*Written request*: Summarize the joke below about two Catholic boys in exactly two sentences.

*Text segment*:
Slay.me Joke of the DayThere were two Catholic boys, Timothy Murphy and Antonio Secola, whose lives parallel each other in amazing ways. In the  same year  Timothy was born in Ireland , Antonio was born in Italy.

Faithfully they attended parochial School from kindergarten through their senior year in high school. They took their vows to enter the priesthood early in college, and upon graduation, became priests.

Their careers had come to amaze the world, but it was generally acknowledged that Antonio Secola was just a cut above Timothy Murphy in all respects.

Their rise through the ranks of Bishop, Archbishop and finally Cardinal was swift to say the least, and the Catholic world knew that when  the present Pope died, it would be one of the two who would become the Next  Pope.

In time the Pope did die, and the College of Cardinals went to work.

In less time than anyone had expected, white smoke rose from the chimney and the world waited to see whom they had chosen.

The world, Catholic, Protestant and secular, was surprised to learn that Timothy Murphy had been elected Pope!

Antonio Secola was beyond surprise. He was devastated, because even with all of Timothy’s gifts, Antonio knew he was the better qualified.

With gall that shocked the Cardinals, Antonio Secola asked for a private session with them in which he candidly asked, “Why Timothy?”

After a long silence, an old Cardinal took pity on the bewildered man and rose to reply.

“We knew you were the better of the two, but we just  could not bear the thought of the leader of the Roman Catholic Church being called POPE SECOLA.

*Provided information*:
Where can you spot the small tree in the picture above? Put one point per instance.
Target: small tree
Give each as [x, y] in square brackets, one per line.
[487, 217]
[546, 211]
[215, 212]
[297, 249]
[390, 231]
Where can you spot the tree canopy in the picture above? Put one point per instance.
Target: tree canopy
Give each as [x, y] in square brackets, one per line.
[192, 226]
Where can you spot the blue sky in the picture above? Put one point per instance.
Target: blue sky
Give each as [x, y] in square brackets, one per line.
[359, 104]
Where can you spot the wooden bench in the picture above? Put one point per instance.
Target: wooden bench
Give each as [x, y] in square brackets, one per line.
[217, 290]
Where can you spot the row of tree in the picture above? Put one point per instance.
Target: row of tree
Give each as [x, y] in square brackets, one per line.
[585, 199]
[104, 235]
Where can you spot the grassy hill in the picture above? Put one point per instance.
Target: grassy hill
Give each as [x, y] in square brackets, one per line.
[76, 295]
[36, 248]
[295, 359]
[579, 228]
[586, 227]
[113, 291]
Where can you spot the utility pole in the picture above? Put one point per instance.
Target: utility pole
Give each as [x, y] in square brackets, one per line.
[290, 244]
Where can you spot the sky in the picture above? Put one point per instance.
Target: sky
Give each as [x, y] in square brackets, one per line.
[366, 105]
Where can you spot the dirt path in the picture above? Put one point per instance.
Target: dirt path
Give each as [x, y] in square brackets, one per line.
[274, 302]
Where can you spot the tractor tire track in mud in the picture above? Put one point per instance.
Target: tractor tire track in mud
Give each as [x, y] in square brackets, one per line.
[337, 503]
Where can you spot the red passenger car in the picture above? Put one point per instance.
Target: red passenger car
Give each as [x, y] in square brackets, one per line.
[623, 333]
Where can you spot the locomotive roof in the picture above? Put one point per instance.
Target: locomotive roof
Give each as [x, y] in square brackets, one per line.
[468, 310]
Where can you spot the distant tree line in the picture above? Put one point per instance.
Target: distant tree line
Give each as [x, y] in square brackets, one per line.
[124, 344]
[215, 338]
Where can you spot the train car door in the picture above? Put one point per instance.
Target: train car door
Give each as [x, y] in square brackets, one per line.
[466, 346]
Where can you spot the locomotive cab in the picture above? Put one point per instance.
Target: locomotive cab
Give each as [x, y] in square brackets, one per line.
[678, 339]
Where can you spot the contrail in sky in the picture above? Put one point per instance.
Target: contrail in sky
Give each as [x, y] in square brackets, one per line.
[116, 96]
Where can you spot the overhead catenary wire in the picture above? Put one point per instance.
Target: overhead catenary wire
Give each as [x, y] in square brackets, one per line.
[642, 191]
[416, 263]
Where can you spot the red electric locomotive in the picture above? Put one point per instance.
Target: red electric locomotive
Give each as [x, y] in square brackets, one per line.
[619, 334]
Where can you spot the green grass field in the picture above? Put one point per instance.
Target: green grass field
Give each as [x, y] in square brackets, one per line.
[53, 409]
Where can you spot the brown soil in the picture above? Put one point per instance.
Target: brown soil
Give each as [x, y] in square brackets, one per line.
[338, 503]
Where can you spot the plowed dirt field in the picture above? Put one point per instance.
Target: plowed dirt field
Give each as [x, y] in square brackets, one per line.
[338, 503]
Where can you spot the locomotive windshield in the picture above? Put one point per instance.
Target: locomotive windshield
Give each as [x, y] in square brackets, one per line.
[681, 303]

*Written answer*: Timothy Murphy and Antonio Secola, born the same year in Ireland and Italy, lived parallel lives, became priests and rose swiftly to Cardinal, with Antonio generally considered a cut above Timothy. When Timothy was unexpectedly elected Pope and the devastated Antonio asked the Cardinals why, an old Cardinal replied that they knew Antonio was the better of the two but could not bear the thought of the Church's leader being called POPE SECOLA.